*Document*
═══
Tim Anderson: The biggest difference between a theme park and a sandbox is no on-the-rails content. So, while, for example, Lord of the Rings Online has quest hubs (like WoW, SWTOR, so many other MMOs on the market today) where you go from quest hub to quest hub simply following a linear path, there is no path in our game.

In our world, quests don't give experience points, and they are 100% optional. So, when you log into the game, you have the choice of doing anything YOU want as a player.

There are quests, yes. For example, the Volume I content (which follows the novel), is similar in how the Book quests in LOTRO function, or the storyline quests in FFXIV. If you want to do those quests, you can follow along with the main storyline, but you don't have to do those quests if you don't want to.

There are city quests, zone quests, and dungeon quests, all of which operate on a "theme park" system in that they take you from point A to point B and then to C and beyond, but since our game is not reliant on experience points, players do the quests for lore/faction/fun/coin/unlocking new content/etc. as opposed to "because it's the only way to level my character".

Many games launch a new expansion and claim something like "over 5000 new quests for players!"

We currently plan to launch with less than 80 quests, and all of those are what we call "epic" quests, akin to the Coldain Ring and Shawl quests in EQ1, or the epic weapon quests in EQ1/EQ2, or the Book quests in LOTRO.

There are ZERO quest hubs, ZERO milk run/fetch quests in our game. And you don't get experience points from doing them, so for us, quests are lore-driven, a way to focus players into the world, not simply level them up.

MMOZG.net (Rigeborod):   Ok, that is really different from LoTRO. We will discuss it a little bit later... Because there's one thing I still don't understand. Why did you choose to make a sandbox, not a theme park? Epic stories were usually the theme parks' main thing. And sandbox games are usually focused on mechanics, not the plot.

Tim Anderson: Sandbox = virtual world. We are building a world, not merely a video game. Mechanics are a major part of what we are building, but this was first and foremost a tabletop game world, that has evolved since then.

Theme parks are great if you only care about people playing a video game. Virtual worlds are far more important if you are planning on building a living, breathing place where players want to live and breathe, not just play.

We are less of an MMORPG, even, and far more a tabletop game with a digital skin.

It's just that the best genre for us to fit in with is MMORPG because we are essentially building a massive tabletop world where players can come and play together around the "coffee table" that is the Internet.
═══
Write out the part of the interview starting at "Many games launch" and ending at "not the plot.", word for word. The lines that come next are separate material, unrelated to the interview.

*Data lines*
═══
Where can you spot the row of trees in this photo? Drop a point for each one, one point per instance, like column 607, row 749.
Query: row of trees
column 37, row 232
═══
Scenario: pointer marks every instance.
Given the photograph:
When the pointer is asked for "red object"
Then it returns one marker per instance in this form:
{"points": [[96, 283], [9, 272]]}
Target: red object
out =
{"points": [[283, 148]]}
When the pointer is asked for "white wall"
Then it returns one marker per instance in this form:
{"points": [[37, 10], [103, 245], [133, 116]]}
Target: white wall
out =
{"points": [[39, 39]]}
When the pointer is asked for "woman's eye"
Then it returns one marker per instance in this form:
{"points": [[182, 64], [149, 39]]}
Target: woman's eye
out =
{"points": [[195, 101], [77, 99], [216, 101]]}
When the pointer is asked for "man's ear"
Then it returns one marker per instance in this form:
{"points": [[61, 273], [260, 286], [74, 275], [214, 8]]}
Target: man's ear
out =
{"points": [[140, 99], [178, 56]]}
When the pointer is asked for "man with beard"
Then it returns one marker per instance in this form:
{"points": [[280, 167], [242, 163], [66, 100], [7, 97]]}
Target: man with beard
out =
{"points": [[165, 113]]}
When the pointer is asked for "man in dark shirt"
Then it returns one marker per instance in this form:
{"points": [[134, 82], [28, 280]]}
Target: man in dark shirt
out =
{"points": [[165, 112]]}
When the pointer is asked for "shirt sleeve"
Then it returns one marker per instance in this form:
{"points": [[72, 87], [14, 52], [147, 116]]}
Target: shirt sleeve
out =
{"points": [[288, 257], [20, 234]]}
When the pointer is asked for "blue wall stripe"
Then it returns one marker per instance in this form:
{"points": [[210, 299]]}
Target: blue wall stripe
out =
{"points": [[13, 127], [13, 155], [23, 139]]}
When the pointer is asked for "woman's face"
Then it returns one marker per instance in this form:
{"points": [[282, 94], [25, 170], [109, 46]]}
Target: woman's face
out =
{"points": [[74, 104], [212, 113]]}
═══
*Answer to this problem*
Many games launch a new expansion and claim something like "over 5000 new quests for players!"

We currently plan to launch with less than 80 quests, and all of those are what we call "epic" quests, akin to the Coldain Ring and Shawl quests in EQ1, or the epic weapon quests in EQ1/EQ2, or the Book quests in LOTRO.

There are ZERO quest hubs, ZERO milk run/fetch quests in our game. And you don't get experience points from doing them, so for us, quests are lore-driven, a way to focus players into the world, not simply level them up.

MMOZG.net (Rigeborod):   Ok, that is really different from LoTRO. We will discuss it a little bit later... Because there's one thing I still don't understand. Why did you choose to make a sandbox, not a theme park? Epic stories were usually the theme parks' main thing. And sandbox games are usually focused on mechanics, not the plot.